SELECTION ::
■ ■ ■ ■

RELATED APPLICATION

This application claims priority to a Chinese Patent Application No. CN 202010006938. X, filed on January 3, 2020.

FIELD OF THE TECHNOLOGY

The present invention relates to the field of power supply technology, with particular emphasis on a shelf power supply device.

BACKGROUND OF THE INVENTION

Displays are generally realized by means of shelves or showcases, which often need to use electrical equipment, such as LED lighting. LED lighting needs to be powered by wires, which brings inconvenience for installation and increases installation costs. Shelves are provided with an up or down adjustment function. When placing different products on the shelves, the height of the shelf layer boards needs to be adjusted up or down, and the fixed-length wire cannot make the layer board easy to move. The wire must be removed and then reinstalled at the new height of the layer board. In addition, the wire exposure will affect the appearance and increase safety risks.

In the prior art, in order to solve the above-mentioned problems, some power supply rails and power supply heads arranged on them are proposed to realize the power supply demand. In order to change the power supply position when the position of the shelf changes and the lamp installation position changes, the wires on the power supply track are usually bare and cannot be waterproofed, and they are easily corroded after a long time, which reduces the service life.

■ ■ ■ ■

DATASET EXCERPT ::

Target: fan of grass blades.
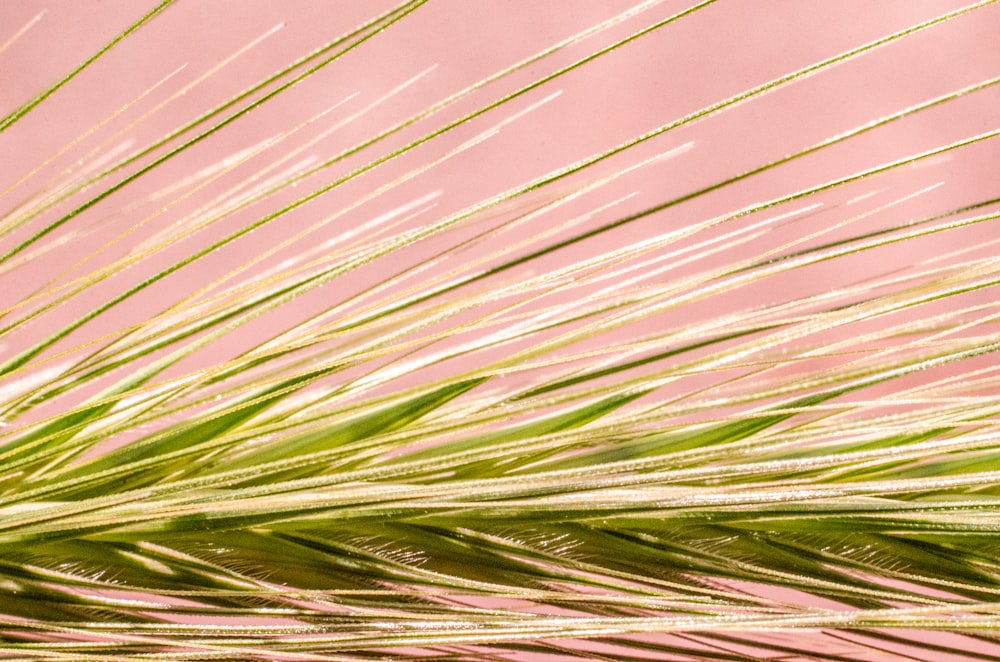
[0,0,1000,660]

■ ■ ■ ■

GIVEN REQUEST :: Can you write out, word for word, the part of the shelf power supply text above that starts with "This application claims" and goes on through "power supply device."?

WORKED ANSWER ::
This application claims priority to a Chinese Patent Application No. CN 202010006938. X, filed on January 3, 2020.

FIELD OF THE TECHNOLOGY

The present invention relates to the field of power supply technology, with particular emphasis on a shelf power supply device.